Return each entry exactly, so that nothing in the data differs from the original.

(Stored data entries)
---

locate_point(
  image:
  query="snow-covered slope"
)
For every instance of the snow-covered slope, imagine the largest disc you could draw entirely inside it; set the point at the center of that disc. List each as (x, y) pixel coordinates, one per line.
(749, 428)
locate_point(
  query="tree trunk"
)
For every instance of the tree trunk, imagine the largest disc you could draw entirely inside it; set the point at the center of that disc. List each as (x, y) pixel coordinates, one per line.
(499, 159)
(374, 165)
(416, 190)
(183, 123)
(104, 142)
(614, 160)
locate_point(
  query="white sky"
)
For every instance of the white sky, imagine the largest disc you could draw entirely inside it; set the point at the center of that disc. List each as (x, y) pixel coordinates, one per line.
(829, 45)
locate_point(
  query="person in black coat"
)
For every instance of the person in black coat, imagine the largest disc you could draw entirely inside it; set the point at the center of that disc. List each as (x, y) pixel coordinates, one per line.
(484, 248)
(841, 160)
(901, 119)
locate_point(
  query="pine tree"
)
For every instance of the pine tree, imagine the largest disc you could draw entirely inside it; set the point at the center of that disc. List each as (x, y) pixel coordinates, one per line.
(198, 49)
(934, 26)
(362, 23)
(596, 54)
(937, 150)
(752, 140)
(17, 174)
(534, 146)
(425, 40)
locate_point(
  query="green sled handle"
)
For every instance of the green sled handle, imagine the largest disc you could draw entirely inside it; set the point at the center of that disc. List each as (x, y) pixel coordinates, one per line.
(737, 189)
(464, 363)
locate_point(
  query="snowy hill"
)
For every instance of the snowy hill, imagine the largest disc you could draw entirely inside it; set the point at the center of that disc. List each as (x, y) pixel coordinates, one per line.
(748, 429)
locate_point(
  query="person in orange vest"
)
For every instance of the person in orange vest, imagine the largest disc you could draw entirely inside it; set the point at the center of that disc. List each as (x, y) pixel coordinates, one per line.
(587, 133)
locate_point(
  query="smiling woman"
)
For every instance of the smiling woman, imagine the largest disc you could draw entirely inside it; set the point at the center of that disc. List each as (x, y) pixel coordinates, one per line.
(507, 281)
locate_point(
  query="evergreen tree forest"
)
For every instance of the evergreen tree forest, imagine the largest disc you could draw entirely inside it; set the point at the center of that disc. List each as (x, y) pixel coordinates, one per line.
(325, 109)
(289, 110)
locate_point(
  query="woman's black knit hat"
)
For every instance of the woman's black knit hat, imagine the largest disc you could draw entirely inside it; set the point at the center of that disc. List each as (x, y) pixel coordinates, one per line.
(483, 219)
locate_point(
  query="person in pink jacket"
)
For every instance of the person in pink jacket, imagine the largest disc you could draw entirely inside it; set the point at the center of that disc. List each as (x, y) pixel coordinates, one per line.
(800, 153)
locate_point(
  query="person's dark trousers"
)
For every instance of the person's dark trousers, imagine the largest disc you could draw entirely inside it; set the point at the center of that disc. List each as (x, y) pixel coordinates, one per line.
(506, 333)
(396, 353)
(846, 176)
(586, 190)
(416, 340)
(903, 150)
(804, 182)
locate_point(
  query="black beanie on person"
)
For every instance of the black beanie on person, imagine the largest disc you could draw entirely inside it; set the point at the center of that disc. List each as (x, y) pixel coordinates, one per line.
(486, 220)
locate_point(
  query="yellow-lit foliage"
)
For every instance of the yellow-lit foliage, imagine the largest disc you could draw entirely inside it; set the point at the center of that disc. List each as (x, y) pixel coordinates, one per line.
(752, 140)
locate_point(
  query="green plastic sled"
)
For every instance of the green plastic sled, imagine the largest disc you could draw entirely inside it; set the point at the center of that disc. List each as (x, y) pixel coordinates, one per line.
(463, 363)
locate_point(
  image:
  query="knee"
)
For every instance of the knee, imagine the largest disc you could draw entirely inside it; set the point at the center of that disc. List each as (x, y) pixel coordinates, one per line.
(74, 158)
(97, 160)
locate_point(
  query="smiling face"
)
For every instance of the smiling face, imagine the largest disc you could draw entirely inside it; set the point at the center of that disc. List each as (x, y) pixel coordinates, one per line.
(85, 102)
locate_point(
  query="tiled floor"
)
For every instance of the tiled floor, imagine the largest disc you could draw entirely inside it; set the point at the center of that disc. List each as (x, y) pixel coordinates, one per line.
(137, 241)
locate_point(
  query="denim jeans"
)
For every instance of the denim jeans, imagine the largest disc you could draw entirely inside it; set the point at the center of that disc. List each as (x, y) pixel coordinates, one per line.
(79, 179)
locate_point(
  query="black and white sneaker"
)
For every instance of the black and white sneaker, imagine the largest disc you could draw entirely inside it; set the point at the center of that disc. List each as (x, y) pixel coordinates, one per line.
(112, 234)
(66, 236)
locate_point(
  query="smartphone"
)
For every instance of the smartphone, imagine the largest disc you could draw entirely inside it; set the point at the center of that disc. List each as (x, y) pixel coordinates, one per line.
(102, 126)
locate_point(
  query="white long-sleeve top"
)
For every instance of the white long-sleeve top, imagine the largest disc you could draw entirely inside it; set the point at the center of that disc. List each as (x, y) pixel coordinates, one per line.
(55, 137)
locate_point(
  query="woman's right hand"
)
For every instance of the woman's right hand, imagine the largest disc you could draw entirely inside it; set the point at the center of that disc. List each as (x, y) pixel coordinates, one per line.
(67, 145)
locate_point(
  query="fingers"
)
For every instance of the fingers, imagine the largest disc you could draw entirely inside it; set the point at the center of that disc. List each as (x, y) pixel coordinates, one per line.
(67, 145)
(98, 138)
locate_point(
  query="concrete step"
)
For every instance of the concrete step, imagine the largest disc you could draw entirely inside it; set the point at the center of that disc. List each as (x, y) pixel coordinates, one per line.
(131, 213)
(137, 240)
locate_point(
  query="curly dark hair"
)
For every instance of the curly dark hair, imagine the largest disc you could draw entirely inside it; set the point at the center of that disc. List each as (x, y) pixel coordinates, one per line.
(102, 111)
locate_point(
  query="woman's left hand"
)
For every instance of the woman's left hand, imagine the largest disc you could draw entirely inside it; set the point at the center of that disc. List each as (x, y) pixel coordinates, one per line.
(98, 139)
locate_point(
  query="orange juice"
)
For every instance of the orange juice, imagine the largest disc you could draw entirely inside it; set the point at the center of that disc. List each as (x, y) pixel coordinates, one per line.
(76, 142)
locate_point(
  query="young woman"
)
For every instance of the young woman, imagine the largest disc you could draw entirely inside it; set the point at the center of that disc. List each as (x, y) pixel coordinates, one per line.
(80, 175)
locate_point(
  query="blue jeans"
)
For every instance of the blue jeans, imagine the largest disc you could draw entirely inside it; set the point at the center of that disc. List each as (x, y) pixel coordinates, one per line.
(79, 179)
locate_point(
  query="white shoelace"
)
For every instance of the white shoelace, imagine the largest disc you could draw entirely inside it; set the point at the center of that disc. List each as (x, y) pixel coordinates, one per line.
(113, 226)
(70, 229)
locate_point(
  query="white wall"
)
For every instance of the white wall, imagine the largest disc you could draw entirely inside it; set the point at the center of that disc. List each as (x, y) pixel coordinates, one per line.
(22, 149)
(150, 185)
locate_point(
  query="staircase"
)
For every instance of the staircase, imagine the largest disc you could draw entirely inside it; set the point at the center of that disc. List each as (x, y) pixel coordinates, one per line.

---

Exercise answer =>
locate_point(
  image:
  query="snow-covered slope"
)
For every instance of the snow-covered slope, imagine the largest disc you could draw entirely inside it; set the point at the center of that disc. List each as (x, y) pixel coordinates, one per line.
(749, 428)
locate_point(
  query="tree trunk"
)
For every instance of the tree trunk, imagine the largest disc you could draw entirely inside it; set the point at the center of that disc. List each as (x, y) pixel coordinates, one per line.
(499, 159)
(374, 165)
(416, 190)
(183, 123)
(104, 142)
(614, 160)
locate_point(
  query="white sky"
)
For every instance of the white sky, imagine the largest disc you could draw entirely inside it; set the point at the center of that disc. List each as (x, y) pixel coordinates, one per line.
(829, 45)
locate_point(
  query="person in black coat"
)
For every instance of the person in black coat, imagine the largest disc you could draw entirely inside it; set the point at the center of that disc. List each as (x, y) pixel coordinates, one per line.
(484, 248)
(841, 160)
(901, 119)
locate_point(
  query="pine tree"
)
For every instance of the pine tree, imagine the largest disc you could draw entirely inside it; set the point at the center of that disc. List each as (x, y) pixel coordinates, one per line.
(198, 49)
(934, 26)
(362, 23)
(596, 54)
(937, 150)
(752, 140)
(17, 174)
(534, 146)
(425, 40)
locate_point(
  query="green sled handle"
)
For every instance of the green sled handle, imagine the largest disc you could draw entirely inside it; set the point at the center of that disc. List each as (x, y) pixel coordinates, one per line.
(737, 189)
(464, 363)
locate_point(
  query="snowy hill"
)
For every instance of the snowy hill, imagine the largest disc you could draw entirely inside it; set the point at the center of that disc. List each as (x, y) pixel coordinates, one per line.
(748, 429)
locate_point(
  query="person in orange vest"
)
For every instance of the person in orange vest, imagine the largest disc you could draw entirely inside it; set the point at the center of that disc. List each as (x, y) pixel coordinates, one per line.
(587, 133)
locate_point(
  query="smiling woman"
)
For every instance of the smiling woman, imagine the largest disc you could draw entirely inside it; set the point at the center of that disc. List each as (x, y) pixel coordinates, one per line.
(507, 281)
locate_point(
  query="evergreen tree forest"
)
For every instance of the evergreen tree forest, imagine the largest disc you could draw entirely inside it; set the point at the center of that disc. List each as (x, y) pixel coordinates, one per line.
(325, 109)
(289, 110)
locate_point(
  query="woman's black knit hat"
)
For every instance of the woman's black knit hat, imagine the largest disc you could draw entirely inside it; set the point at the center of that disc. List each as (x, y) pixel coordinates, one per line.
(483, 219)
locate_point(
  query="person in pink jacket"
)
For every instance of the person in pink jacket, imagine the largest disc you could draw entirely inside it; set the point at the center of that disc. List each as (x, y) pixel coordinates, one per line.
(800, 153)
locate_point(
  query="person's dark trousers"
)
For every instance of the person's dark trousers, imagine the largest disc you could draw entirely inside it; set the point at the center of that disc. List each as (x, y) pixel coordinates, one per line.
(506, 333)
(396, 353)
(846, 176)
(586, 190)
(416, 340)
(903, 150)
(804, 182)
locate_point(
  query="black beanie on person"
)
For every instance of the black beanie on person, imagine the largest disc you could draw entirely inside it; set the point at the center of that disc. List each as (x, y) pixel coordinates, one per line.
(486, 220)
locate_point(
  query="yellow-lit foliage"
)
For every instance of the yellow-lit foliage, imagine the largest disc you could draw entirely inside it; set the point at the center of that disc. List each as (x, y) pixel coordinates, one per line.
(752, 140)
locate_point(
  query="green plastic sled"
)
For every instance of the green plastic sled, imagine the largest disc you could draw entirely inside it; set the point at the center of that disc. List each as (x, y) pixel coordinates, one per line.
(463, 363)
locate_point(
  image:
  query="knee"
)
For every instance of the knee, imagine the largest disc you could draw entirely inside it; set the point at the center of that disc. List each as (x, y) pixel coordinates, one per line.
(74, 158)
(97, 160)
locate_point(
  query="smiling face"
)
For every instance of the smiling face, imagine the largest disc you could draw entirely inside it; set the point at the center of that disc. List each as (x, y) pixel coordinates, one per line.
(85, 102)
locate_point(
  query="tiled floor"
)
For every instance of the tiled floor, imagine the largest disc you could draw entirely inside it; set the point at the center of that disc. List each as (x, y) pixel coordinates, one per line.
(137, 241)
locate_point(
  query="denim jeans"
)
For every instance of the denim jeans, imagine the largest disc you could draw entirely inside it; set the point at the center of that disc. List each as (x, y) pixel coordinates, one per line.
(79, 179)
locate_point(
  query="black and white sneaker"
)
For every instance of the black and white sneaker, imagine the largest disc you could draw entirely inside it; set the point at the center of that disc. List each as (x, y) pixel coordinates, one per line.
(112, 234)
(66, 236)
locate_point(
  query="smartphone"
)
For every instance of the smartphone, imagine the largest disc you could draw entirely inside it; set the point at the center of that disc. List each as (x, y) pixel coordinates, one per line.
(102, 126)
locate_point(
  query="white long-sleeve top"
)
For every instance of the white long-sleeve top, imagine the largest disc you could draw entirely inside it; set the point at the center of that disc. List each as (x, y) pixel coordinates, one per line.
(55, 137)
locate_point(
  query="woman's right hand"
)
For every instance of the woman's right hand, imagine the largest disc you could draw entirely inside it; set the point at the center of that disc. List each as (x, y) pixel coordinates, one per line.
(67, 145)
locate_point(
  query="fingers"
)
For every instance of the fingers, imagine the largest disc you could draw entirely inside it; set the point at the center of that disc. List each as (x, y) pixel coordinates, one per line.
(67, 145)
(98, 138)
locate_point(
  query="concrete step"
)
For every instance of the concrete step, imagine the largest disc you could draw entirely inside it; set the point at the center of that disc. List each as (x, y) pixel coordinates, one per line.
(131, 213)
(137, 240)
locate_point(
  query="curly dark hair"
)
For every instance of the curly dark hair, imagine the largest disc you could draw entirely inside it; set the point at the center of that disc. List each as (x, y) pixel coordinates, one per line.
(102, 111)
locate_point(
  query="woman's left hand"
)
For every instance of the woman's left hand, imagine the largest disc you could draw entirely inside it; set the point at the center of that disc. List each as (x, y) pixel coordinates, one per line.
(98, 139)
locate_point(
  query="orange juice"
)
For every instance of the orange juice, imagine the largest disc you could draw entirely inside it; set the point at the center of that disc. List each as (x, y) pixel coordinates, one per line.
(76, 142)
locate_point(
  query="young woman"
)
For every instance of the young woman, imagine the largest disc you could draw entirely inside it; set the point at the center of that disc. List each as (x, y) pixel coordinates, one per line.
(80, 175)
locate_point(
  query="blue jeans"
)
For every instance of the blue jeans, imagine the largest disc you could draw entirely inside it; set the point at the center of that disc. List each as (x, y) pixel coordinates, one per line.
(79, 179)
locate_point(
  query="white shoelace"
)
For every instance of the white shoelace, imagine the largest disc you could draw entirely inside it; set the point at the center of that disc. List each as (x, y) pixel coordinates, one per line.
(113, 226)
(70, 229)
locate_point(
  query="white wall"
)
For every instance of the white wall, imagine the largest disc you could draw entirely inside it; set the point at the center of that disc. List each as (x, y) pixel coordinates, one per line.
(22, 149)
(150, 185)
locate_point(
  query="staircase"
)
For every instance of the staircase, imagine the largest disc you could draw entirely inside it; set the point at the center of that disc. List each as (x, y) pixel coordinates, one per line.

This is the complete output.